• **INPUT RECORDS**
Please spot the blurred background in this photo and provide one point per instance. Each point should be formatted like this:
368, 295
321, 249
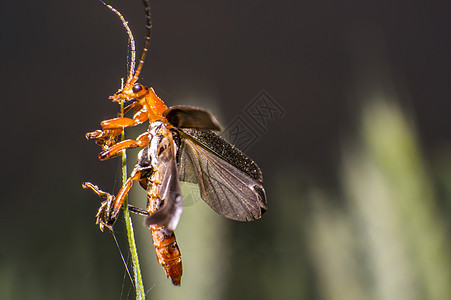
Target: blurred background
344, 105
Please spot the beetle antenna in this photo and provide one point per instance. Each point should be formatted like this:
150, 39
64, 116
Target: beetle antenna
146, 41
131, 40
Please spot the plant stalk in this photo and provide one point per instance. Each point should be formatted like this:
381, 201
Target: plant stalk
139, 286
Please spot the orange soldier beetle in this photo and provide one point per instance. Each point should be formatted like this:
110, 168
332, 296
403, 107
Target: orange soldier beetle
179, 145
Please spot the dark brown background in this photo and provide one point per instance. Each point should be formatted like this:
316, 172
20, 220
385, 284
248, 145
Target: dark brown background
62, 59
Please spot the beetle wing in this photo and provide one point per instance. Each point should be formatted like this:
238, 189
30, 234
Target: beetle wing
191, 117
228, 190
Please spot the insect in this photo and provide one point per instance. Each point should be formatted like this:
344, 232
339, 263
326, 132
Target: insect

• **OBJECTIVE**
Please rewrite all the items above, swapping "photo" for "image" wherever it appears and changing nothing else. Leave the pictures out.

• **PROBLEM SOLUTION**
Please spot the blurred background in this image and provide one point per instance. Each point should be formatted like this:
368, 295
321, 249
Target: blurred background
344, 105
Please spot the beetle antenna in this image and provide one point per instance. Each point should be formatted like this:
150, 39
64, 116
Target: beetle antenna
146, 41
131, 40
Please spot the plant stalk in this image and provide one point per instance. Each point should be formatted like this:
381, 201
Target: plant stalk
139, 286
Please spot the orange soldier beetle in this image and provide one point per instance. Each point should be formatted like this:
110, 168
332, 296
403, 107
Target: orange soldier beetle
179, 145
Please spot the dark brown background in this image and provide one point per instance. Each point should be formatted like this:
316, 172
20, 220
385, 284
248, 145
Target: dark brown background
62, 59
Please spot the beetle wing in this image and provide one point per instance. Each point should be formatted like this:
238, 189
30, 234
Target: beetle wing
191, 117
228, 190
Please spot the insect in this image and provide one point per instance. Each point should be formatted like this:
344, 232
339, 263
326, 132
Target: insect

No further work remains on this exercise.